:: STATED EXERCISE ::
Please print every record below exactly as it appears.
-------- ENTRIES PROVIDED
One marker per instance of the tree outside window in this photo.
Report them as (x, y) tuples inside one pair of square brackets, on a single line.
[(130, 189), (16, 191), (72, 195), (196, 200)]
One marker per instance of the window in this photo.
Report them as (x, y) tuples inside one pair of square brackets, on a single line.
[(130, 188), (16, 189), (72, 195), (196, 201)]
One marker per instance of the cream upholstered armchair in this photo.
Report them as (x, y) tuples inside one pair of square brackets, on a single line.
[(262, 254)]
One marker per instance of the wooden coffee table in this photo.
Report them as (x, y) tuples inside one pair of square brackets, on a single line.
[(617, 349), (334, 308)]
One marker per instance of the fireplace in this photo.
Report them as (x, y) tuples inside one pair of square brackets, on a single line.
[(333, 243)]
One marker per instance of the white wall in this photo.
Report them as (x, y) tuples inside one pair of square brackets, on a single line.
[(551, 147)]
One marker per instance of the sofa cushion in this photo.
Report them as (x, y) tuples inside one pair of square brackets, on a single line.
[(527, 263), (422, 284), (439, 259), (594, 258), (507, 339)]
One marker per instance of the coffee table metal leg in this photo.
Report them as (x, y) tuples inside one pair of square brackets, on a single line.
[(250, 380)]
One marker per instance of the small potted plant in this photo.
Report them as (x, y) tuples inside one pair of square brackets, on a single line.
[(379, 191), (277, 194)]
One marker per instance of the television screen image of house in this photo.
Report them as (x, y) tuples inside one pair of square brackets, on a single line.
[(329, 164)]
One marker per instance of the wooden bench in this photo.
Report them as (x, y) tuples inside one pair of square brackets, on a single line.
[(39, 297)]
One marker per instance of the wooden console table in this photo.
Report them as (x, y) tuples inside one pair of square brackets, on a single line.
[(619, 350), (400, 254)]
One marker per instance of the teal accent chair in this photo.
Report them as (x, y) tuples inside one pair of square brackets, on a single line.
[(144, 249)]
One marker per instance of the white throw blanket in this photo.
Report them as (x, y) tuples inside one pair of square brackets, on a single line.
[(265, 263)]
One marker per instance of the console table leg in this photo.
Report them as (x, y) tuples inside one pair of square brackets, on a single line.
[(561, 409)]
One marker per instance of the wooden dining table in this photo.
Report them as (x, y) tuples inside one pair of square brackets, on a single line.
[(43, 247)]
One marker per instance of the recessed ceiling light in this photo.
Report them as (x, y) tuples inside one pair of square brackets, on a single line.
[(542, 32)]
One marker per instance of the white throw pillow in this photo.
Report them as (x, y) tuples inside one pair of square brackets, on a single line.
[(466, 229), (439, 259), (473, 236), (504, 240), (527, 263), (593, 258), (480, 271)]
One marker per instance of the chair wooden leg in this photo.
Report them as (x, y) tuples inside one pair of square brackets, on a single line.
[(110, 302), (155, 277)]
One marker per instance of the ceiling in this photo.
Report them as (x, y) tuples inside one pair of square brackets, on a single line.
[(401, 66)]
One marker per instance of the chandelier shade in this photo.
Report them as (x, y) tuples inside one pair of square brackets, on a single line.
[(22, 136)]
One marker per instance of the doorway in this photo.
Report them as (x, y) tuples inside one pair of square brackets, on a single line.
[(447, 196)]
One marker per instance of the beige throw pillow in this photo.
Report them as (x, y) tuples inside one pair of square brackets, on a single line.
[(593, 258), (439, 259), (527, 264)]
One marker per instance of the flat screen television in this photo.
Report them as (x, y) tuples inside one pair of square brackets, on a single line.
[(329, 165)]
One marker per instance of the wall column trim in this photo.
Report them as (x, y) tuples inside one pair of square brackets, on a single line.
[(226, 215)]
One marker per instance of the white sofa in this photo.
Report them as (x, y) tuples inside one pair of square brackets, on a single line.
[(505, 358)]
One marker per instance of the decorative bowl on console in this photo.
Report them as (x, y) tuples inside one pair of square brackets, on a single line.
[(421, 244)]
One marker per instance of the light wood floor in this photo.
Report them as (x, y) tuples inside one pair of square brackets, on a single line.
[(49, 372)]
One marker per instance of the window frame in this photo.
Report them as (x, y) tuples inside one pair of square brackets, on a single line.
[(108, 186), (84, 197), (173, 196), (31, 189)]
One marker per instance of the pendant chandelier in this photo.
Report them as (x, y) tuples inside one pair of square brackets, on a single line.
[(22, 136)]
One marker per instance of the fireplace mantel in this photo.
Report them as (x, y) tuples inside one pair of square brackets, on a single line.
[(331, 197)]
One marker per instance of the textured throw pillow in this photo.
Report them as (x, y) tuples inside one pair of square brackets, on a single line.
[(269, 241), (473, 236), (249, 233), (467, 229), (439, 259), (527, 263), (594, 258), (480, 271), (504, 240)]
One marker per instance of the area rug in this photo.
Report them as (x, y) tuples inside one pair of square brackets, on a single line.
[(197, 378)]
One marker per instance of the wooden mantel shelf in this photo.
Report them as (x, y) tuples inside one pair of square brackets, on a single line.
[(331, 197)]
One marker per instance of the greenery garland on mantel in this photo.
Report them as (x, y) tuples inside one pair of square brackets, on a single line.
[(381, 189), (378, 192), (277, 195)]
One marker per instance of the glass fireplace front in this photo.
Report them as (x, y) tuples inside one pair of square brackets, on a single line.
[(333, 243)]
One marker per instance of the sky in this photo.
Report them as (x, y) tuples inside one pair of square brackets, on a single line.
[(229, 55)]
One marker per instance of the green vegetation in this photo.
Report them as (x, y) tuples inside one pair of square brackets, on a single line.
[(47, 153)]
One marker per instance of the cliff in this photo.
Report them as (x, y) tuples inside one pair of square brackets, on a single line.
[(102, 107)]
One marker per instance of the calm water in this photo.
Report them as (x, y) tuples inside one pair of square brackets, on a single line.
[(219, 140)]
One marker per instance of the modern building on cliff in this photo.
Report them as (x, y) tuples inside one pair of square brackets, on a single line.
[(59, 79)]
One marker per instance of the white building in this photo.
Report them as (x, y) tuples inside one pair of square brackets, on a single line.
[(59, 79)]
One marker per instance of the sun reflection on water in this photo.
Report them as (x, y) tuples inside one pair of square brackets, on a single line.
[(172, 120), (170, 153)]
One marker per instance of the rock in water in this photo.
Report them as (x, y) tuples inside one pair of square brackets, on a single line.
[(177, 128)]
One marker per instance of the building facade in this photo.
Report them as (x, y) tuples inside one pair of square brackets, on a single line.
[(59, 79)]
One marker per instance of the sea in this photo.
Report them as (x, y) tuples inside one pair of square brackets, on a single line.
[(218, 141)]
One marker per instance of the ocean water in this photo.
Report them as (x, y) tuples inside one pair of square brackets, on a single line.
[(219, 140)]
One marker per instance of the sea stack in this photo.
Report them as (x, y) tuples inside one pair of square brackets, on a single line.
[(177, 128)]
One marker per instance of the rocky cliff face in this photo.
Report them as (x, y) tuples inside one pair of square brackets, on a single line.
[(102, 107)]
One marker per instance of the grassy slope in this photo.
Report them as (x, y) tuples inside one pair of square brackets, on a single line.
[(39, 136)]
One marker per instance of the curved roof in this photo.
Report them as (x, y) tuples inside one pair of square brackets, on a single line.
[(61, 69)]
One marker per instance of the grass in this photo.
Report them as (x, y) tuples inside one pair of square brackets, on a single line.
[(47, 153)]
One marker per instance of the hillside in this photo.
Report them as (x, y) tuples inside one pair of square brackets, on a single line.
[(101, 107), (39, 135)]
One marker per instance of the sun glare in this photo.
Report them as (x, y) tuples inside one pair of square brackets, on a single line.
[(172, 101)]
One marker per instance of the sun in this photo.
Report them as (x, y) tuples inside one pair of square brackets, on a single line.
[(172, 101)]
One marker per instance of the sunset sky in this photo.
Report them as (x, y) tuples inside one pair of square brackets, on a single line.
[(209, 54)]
----------------
:: SOLUTION TO THIS PROBLEM ::
One marker per instance of the tree outside window in this photo.
Report them as (x, y) tuples inside one pair of square brackets, on a single line.
[(130, 189), (16, 191), (72, 195), (196, 200)]
One marker per instance of the window in this photo.
Report them as (x, y) tuples inside one pair of square brackets, on a single line.
[(130, 188), (16, 189), (72, 195), (196, 201)]
One marker per instance of the cream upholstered armchair in this photo.
Report them as (x, y) tuples inside one pair of square brackets, on a single line.
[(262, 254)]
One marker per instance of the wooden coffee table in this photo.
Report them as (x, y) tuples inside one pair of square brackets, on a single line.
[(617, 349), (334, 308)]
One marker per instance of the fireplace in this photo.
Report them as (x, y) tuples inside one pair of square brackets, on a single line.
[(333, 243)]
One marker per instance of the white wall in this photo.
Report them as (x, y) tuples inside one pair of square brackets, on a single line.
[(551, 147)]
One marker per instance of the sofa cushion in this photo.
Report them as (x, y) tuples inside one pair of square brackets, on a single line.
[(527, 263), (422, 284), (439, 259), (594, 258), (507, 339)]
One marker per instance of the coffee table metal leg in this photo.
Report them as (x, y) tuples inside one pair of square brackets, on a single line.
[(250, 380)]
One marker per instance of the small potted plant in this photo.
Report them as (x, y) tuples inside one pair of square brackets, on a single line.
[(379, 191), (277, 194)]
One marker per instance of the television screen image of house in this photo.
Report them as (x, y) tuples inside one pair of square brackets, on a single line.
[(329, 164)]
One marker per instance of the wooden bench in this photo.
Report them as (x, y) tuples inside one pair of square brackets, on a single line.
[(39, 297)]
One marker per instance of the wooden console table in this photo.
Report them as (x, y) tuples inside one pair of square brackets, on a single line.
[(619, 350), (400, 254)]
One marker per instance of the teal accent chair in this photo.
Report them as (x, y) tuples inside one pair of square brackets, on a single line.
[(144, 249)]
One marker per instance of the white throw blanket in this photo.
Report them as (x, y) tuples inside one pair of square brackets, on a single line.
[(265, 263)]
One marker per instance of the console table leg in this photo.
Report them as (x, y) tuples inside one pair of square brackets, on a single line.
[(561, 409)]
One marker per instance of the wooden dining table in this photo.
Report them as (x, y) tuples inside one pair of square brackets, on a single line.
[(43, 247)]
One marker per instance of the recessed ceiling light in this photo.
Report them as (x, y) tuples inside one pair of square brackets, on a single line.
[(542, 32)]
One marker per instance of the white throw pillow in this photo.
Report them as (x, y) tuples inside one pair of square brackets, on a single line.
[(466, 229), (439, 259), (473, 236), (504, 240), (527, 263), (593, 258), (480, 271)]
One marker per instance of the chair wooden leg in this photo.
Report them as (x, y) tuples inside one pair of square brackets, on a single line.
[(110, 302), (155, 277)]
One marker per instance of the ceiling in this photo.
Report them as (x, y) tuples inside one pair of square brackets, on a single line.
[(401, 66)]
One marker per instance of the chandelier shade in this photo.
Report them as (x, y) tuples inside one pair of square brackets, on a single line.
[(22, 136)]
One marker per instance of the doorway in this photo.
Report them as (x, y) tuples inside one pair of square brackets, on a single line.
[(447, 196)]
One marker per instance of the beige throw pillow in this photo.
Report them as (x, y) tuples inside one pair of square brackets, on a single line.
[(593, 258), (439, 259), (527, 264)]
One marker per instance of the flat screen television in this photo.
Report them as (x, y) tuples inside one pair of square brackets, on a single line.
[(329, 165)]
One marker per instance of the wall column trim in this photo.
Report them as (x, y) tuples inside one pair of square brackets, on a single line.
[(226, 215)]
One marker per instance of the white sofa in this photo.
Report them as (x, y) tuples inside one pair of square brackets, on a single line.
[(505, 358)]
One marker per instance of the decorative bowl on console in this photo.
Report them as (x, y) tuples inside one pair of square brackets, on a single line.
[(421, 244)]
One marker per instance of the light wood floor in this photo.
Report them as (x, y) tuples inside one pair of square brackets, on a single line.
[(49, 372)]
One marker per instance of the window frame in this photo.
Report them as (x, y) tuples inside one pair of square brackets, on a single line.
[(108, 186), (84, 197), (173, 196), (31, 189)]
One marker per instance of the pendant chandelier in this photo.
Report them as (x, y) tuples inside one pair of square brackets, on a single line.
[(22, 136)]
One marker per instance of the fireplace mantel in this photo.
Report them as (x, y) tuples inside one pair of square brackets, on a single line.
[(331, 197)]
One marker per instance of the textured throw pillow in this photo.
Report them as (x, y) tuples inside one pair of square brackets, on a single line.
[(269, 241), (473, 236), (249, 233), (467, 229), (439, 259), (527, 263), (594, 258), (480, 271), (504, 240)]
One marker per instance of the area rug in this photo.
Report them as (x, y) tuples inside one pair of square brackets, on a single line.
[(197, 378)]
One marker per instance of the wooden mantel shelf in this photo.
Report them as (x, y) tuples inside one pair of square brackets, on a single line.
[(331, 197)]
One marker per instance of the greenery garland on mantel in this photo.
Report them as (x, y) tuples inside one pair of square brackets, on a single line.
[(381, 189), (378, 192), (277, 195)]
One marker per instance of the glass fireplace front in this photo.
Report them as (x, y) tuples inside one pair of square brackets, on a single line.
[(333, 243)]
One marker per instance of the sky in this photo.
Report them as (x, y) tuples inside one pair of square brackets, on a single line.
[(229, 55)]
One marker per instance of the green vegetation in this photo.
Report them as (x, y) tuples inside one pair of square brackets, on a single line.
[(47, 153)]
One marker per instance of the cliff in this photo.
Report them as (x, y) tuples inside one pair of square brackets, on a single line.
[(102, 107)]
One marker per instance of the calm water in this photo.
Report them as (x, y) tuples inside one pair of square brackets, on a single line.
[(219, 140)]
One marker per instance of the modern building on cliff in this photo.
Report them as (x, y) tuples inside one pair of square brackets, on a single line.
[(59, 79)]
One marker per instance of the white building in this photo.
Report them as (x, y) tuples inside one pair of square brackets, on a single line.
[(59, 79)]
One marker per instance of the sun reflection on water in this photo.
Report them as (x, y) tuples inside one pair of square brackets, on a single line.
[(172, 120), (170, 153)]
One marker per instance of the rock in water in this photo.
Report them as (x, y) tuples inside one pair of square brackets, on a single line.
[(177, 128)]
One marker per instance of the building facade in this photo.
Report them as (x, y) tuples inside one pair of square brackets, on a single line.
[(59, 79)]
One marker per instance of the sea in this photo.
Report them as (x, y) tuples inside one pair of square brackets, on a single line.
[(218, 141)]
One marker per instance of the ocean water in this photo.
Report them as (x, y) tuples inside one pair of square brackets, on a single line.
[(219, 140)]
One marker per instance of the sea stack in this photo.
Report them as (x, y) tuples inside one pair of square brackets, on a single line.
[(177, 128)]
One marker per instance of the rocky cliff face in this photo.
Report them as (x, y) tuples inside one pair of square brackets, on a single line.
[(102, 107)]
One marker per instance of the grassy slope in this photo.
Report them as (x, y) tuples inside one pair of square brackets, on a single line.
[(39, 136)]
One marker per instance of the curved roof in this photo.
Report them as (x, y) tuples inside one pair of square brackets, on a single line.
[(61, 69)]
One marker per instance of the grass in this photo.
Report them as (x, y) tuples inside one pair of square brackets, on a single line.
[(47, 153)]
One marker per instance of the hillside in this photo.
Report them as (x, y) tuples inside one pair of square brackets, on a single line.
[(101, 107), (39, 135)]
One marker per instance of the sun glare in this photo.
Report them as (x, y) tuples inside one pair of square brackets, on a single line.
[(172, 101)]
One marker per instance of the sun in this photo.
Report them as (x, y) tuples inside one pair of square brackets, on a single line.
[(172, 101)]
One marker per instance of the sunset sky in this photo.
Report them as (x, y) tuples inside one pair of square brackets, on a single line.
[(209, 54)]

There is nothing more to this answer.